### Excerpted passage
== == ==
In those days, the Maharashtra State Archives were moderately well run (I remember in particular an experienced hand named Lad), and their collections were very rich indeed. Still, my warmest memories of research in Bombay are linked to a private archive that lay down the road, in Apollo Bunder off Colaba Causeway. This archive was housed in the third (and top) floor of a sturdy, stone building owned by the Indian Branch of the Oxford University Press (OUP), the world’s oldest (and greatest) publisher.

A British historian once said that being published by the Oxford University Press was like being married to a duchess—the honour was greater than the pleasure. My experience was otherwise. Not long before I began working in their archives, the OUP had published my first book. As scholarly books go, it was a work of art—set, using hot metal type, in an elegant Baskerville by the legendary PK Ghosh of Eastend Printers, Calcutta. The cover was arresting—a photograph by Sanjeev Saith of a Himalayan oak forest cut up by the designer to represent the ‘unquiet woods’ that the book documented. The prose inside, jargon-ridden and solemnly sociological in its original incarnation, had been rendered moderately serviceable by the intense (and inspired) labours of the book’s editor, a young scholar with a PhD in English literature from the University of Cambridge.

To enter the Bombay office of the OUP in 1993 and 1994 was, for me, like entering an ancient club of which I was a privileged new member. The honour was manifest, but so also the pleasure. In the foyer were displayed the works of the best Indian sociologists and historians—André Béteille’s The Idea of Natural Inequality, Ranajit Guha’s Elementary Aspects of Peasant Insurgency in Colonial India, Ashis Nandy’s The Intimate Enemy, Irfan Habib’s An Atlas of the Mughal Empire. Also on display were the works of OUP authors who were not Indian, among them such colossally influential scholars as Isaiah Berlin, Ronald Dworkin and HLA Hart. The gentry and literati of Bombay came to this showroom, and I spent some time there myself. But my main work lay upstairs, where, in a locked cupboard, lay the correspondence between a writer whose life I was writing and a publisher who had once dominated the building in which I now sat.
== == ==
### Data excerpts
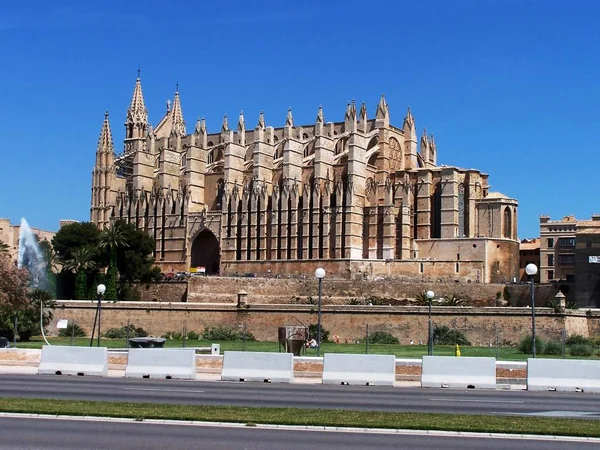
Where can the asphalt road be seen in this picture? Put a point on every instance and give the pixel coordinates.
(53, 434)
(452, 401)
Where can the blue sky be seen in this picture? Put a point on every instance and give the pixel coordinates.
(509, 87)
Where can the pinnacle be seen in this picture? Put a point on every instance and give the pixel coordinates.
(137, 109)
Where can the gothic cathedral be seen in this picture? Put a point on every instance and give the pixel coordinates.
(360, 198)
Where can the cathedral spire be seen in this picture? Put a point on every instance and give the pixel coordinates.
(289, 121)
(241, 123)
(320, 118)
(178, 124)
(225, 126)
(136, 121)
(382, 109)
(261, 120)
(105, 144)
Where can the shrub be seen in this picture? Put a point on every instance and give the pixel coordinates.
(121, 333)
(382, 337)
(444, 335)
(172, 335)
(72, 330)
(576, 339)
(526, 345)
(581, 350)
(223, 333)
(312, 332)
(453, 300)
(552, 348)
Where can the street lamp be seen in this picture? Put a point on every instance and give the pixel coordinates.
(319, 275)
(430, 295)
(531, 270)
(101, 289)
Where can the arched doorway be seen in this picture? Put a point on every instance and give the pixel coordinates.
(205, 252)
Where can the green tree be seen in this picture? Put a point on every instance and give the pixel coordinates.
(111, 239)
(81, 263)
(73, 236)
(51, 261)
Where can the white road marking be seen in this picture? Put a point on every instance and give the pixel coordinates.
(453, 400)
(163, 390)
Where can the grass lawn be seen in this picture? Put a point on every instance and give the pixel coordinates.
(315, 417)
(401, 351)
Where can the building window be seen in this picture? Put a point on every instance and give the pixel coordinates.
(566, 242)
(507, 223)
(566, 260)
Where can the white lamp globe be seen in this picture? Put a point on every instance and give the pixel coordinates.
(531, 269)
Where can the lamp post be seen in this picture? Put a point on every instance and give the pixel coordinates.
(101, 289)
(430, 296)
(319, 275)
(531, 270)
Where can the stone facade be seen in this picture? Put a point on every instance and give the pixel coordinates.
(359, 195)
(480, 325)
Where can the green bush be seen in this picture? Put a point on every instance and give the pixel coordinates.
(172, 335)
(577, 339)
(444, 335)
(223, 333)
(552, 348)
(382, 337)
(526, 345)
(72, 330)
(581, 350)
(312, 332)
(121, 333)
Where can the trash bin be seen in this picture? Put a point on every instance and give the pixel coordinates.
(292, 338)
(147, 342)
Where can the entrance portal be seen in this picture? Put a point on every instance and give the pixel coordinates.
(205, 252)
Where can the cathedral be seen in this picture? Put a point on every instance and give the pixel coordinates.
(362, 198)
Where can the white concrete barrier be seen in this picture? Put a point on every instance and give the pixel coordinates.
(571, 375)
(63, 360)
(459, 372)
(161, 363)
(258, 366)
(339, 368)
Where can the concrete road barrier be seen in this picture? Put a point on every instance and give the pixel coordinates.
(351, 369)
(161, 363)
(63, 360)
(570, 375)
(459, 372)
(258, 366)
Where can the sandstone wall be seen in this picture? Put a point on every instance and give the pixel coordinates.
(349, 322)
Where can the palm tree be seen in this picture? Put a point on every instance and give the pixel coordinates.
(81, 262)
(112, 238)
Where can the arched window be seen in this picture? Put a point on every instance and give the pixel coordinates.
(507, 223)
(461, 210)
(436, 212)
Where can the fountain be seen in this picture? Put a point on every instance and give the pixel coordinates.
(31, 257)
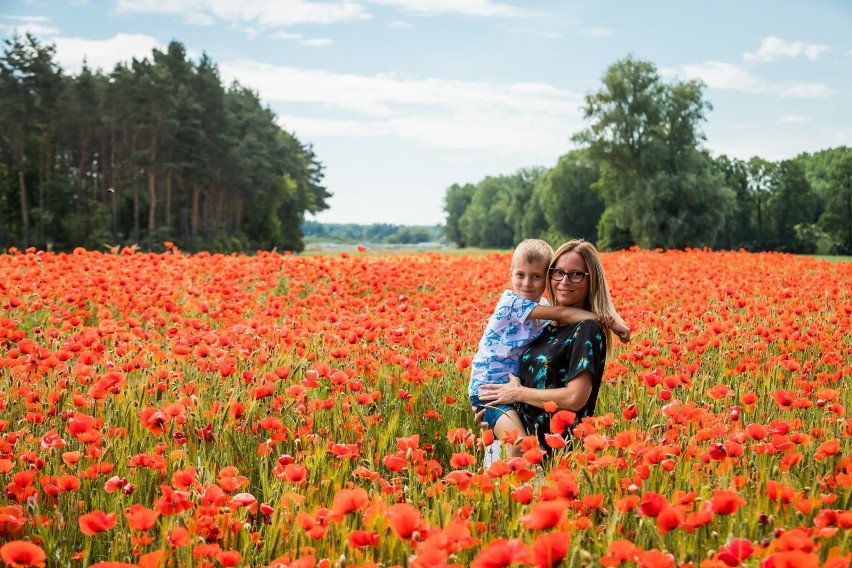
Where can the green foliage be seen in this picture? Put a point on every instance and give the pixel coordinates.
(484, 223)
(641, 177)
(456, 202)
(792, 202)
(836, 220)
(569, 198)
(156, 149)
(376, 233)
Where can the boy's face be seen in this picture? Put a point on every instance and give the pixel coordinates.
(529, 279)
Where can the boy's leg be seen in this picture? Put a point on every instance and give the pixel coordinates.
(493, 453)
(508, 422)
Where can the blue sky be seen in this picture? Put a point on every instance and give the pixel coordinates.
(403, 98)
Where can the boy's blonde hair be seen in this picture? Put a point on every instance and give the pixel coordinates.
(533, 250)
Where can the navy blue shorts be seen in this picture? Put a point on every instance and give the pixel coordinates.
(493, 412)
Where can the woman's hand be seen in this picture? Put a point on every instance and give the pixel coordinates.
(504, 393)
(478, 418)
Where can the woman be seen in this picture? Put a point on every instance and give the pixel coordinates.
(565, 364)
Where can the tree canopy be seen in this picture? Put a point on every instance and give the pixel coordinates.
(155, 150)
(641, 176)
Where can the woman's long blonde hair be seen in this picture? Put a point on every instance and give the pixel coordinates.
(598, 300)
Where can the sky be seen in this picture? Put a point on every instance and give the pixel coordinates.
(400, 99)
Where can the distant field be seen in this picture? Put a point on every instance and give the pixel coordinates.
(311, 411)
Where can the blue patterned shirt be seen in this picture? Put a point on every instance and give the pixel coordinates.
(508, 333)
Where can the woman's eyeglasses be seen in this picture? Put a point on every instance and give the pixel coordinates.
(574, 276)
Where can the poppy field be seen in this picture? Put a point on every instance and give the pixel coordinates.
(206, 410)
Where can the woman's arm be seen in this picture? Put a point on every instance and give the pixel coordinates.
(563, 314)
(571, 397)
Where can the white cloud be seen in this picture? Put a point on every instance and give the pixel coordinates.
(103, 54)
(794, 119)
(18, 18)
(259, 12)
(728, 76)
(599, 32)
(484, 8)
(772, 48)
(28, 27)
(501, 118)
(318, 42)
(314, 42)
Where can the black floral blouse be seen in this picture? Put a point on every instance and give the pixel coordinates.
(554, 359)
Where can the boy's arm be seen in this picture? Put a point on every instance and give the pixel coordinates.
(564, 314)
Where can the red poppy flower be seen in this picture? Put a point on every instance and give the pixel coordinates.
(140, 518)
(549, 549)
(726, 502)
(499, 553)
(545, 514)
(21, 553)
(346, 501)
(96, 521)
(404, 519)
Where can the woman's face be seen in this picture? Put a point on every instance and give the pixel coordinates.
(565, 292)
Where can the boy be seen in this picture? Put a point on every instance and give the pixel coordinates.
(518, 318)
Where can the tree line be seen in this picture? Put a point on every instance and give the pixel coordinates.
(384, 233)
(640, 176)
(155, 150)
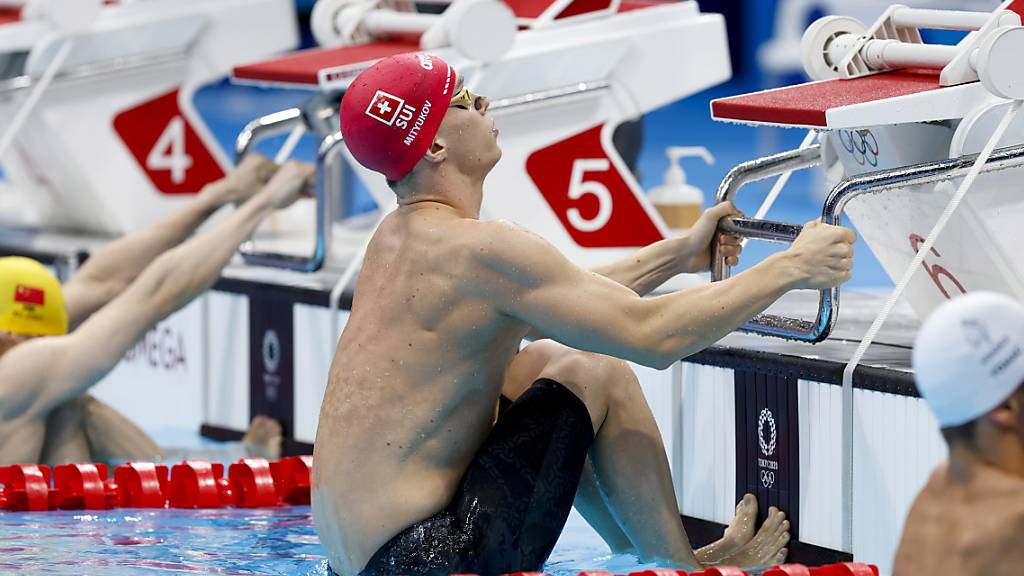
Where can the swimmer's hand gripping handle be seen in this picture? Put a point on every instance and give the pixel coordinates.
(767, 324)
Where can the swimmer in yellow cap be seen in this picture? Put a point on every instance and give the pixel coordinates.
(55, 343)
(969, 367)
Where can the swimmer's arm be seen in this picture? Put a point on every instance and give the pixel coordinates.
(51, 371)
(586, 311)
(652, 265)
(108, 273)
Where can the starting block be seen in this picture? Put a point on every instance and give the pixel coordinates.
(83, 487)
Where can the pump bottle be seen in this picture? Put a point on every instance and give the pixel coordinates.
(679, 204)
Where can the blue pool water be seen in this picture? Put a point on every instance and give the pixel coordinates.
(279, 541)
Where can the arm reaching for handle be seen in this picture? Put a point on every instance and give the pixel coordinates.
(112, 270)
(652, 265)
(592, 313)
(40, 374)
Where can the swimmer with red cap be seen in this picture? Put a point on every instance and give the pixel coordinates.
(441, 447)
(56, 342)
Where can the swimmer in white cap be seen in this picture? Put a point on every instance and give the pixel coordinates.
(413, 472)
(56, 342)
(969, 366)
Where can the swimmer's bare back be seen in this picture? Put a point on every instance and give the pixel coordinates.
(440, 307)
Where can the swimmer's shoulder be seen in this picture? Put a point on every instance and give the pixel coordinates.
(503, 244)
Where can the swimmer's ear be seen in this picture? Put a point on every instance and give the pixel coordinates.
(437, 151)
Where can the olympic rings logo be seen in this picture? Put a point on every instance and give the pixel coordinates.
(861, 145)
(767, 447)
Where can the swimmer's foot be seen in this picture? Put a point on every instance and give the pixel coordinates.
(263, 439)
(736, 535)
(767, 547)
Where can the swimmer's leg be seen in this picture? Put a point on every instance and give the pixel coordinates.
(630, 461)
(113, 437)
(589, 500)
(66, 441)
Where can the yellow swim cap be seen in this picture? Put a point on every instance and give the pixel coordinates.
(31, 299)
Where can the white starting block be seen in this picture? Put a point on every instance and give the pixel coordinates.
(114, 140)
(902, 118)
(557, 94)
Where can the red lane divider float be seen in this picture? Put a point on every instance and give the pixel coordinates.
(251, 483)
(842, 569)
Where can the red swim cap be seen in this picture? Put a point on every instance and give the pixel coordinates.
(392, 111)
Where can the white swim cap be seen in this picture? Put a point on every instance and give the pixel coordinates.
(969, 356)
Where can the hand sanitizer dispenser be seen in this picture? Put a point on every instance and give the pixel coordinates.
(679, 203)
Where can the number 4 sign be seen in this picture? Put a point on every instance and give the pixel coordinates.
(166, 147)
(596, 205)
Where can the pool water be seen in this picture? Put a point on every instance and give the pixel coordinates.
(227, 541)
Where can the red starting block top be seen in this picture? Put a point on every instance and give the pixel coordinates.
(9, 15)
(893, 97)
(809, 105)
(304, 68)
(317, 67)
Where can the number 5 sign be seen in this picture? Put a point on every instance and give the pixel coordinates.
(594, 202)
(166, 147)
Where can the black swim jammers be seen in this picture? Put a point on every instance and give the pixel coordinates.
(513, 500)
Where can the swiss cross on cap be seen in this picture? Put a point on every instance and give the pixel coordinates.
(30, 295)
(385, 108)
(392, 111)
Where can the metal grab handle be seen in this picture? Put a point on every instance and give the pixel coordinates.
== == ==
### Your goal
Reproduce word for word the stretch of the Bombay archive memoir from "In those days, the" through "(and greatest) publisher.".

### Result for this exercise
In those days, the Maharashtra State Archives were moderately well run (I remember in particular an experienced hand named Lad), and their collections were very rich indeed. Still, my warmest memories of research in Bombay are linked to a private archive that lay down the road, in Apollo Bunder off Colaba Causeway. This archive was housed in the third (and top) floor of a sturdy, stone building owned by the Indian Branch of the Oxford University Press (OUP), the world’s oldest (and greatest) publisher.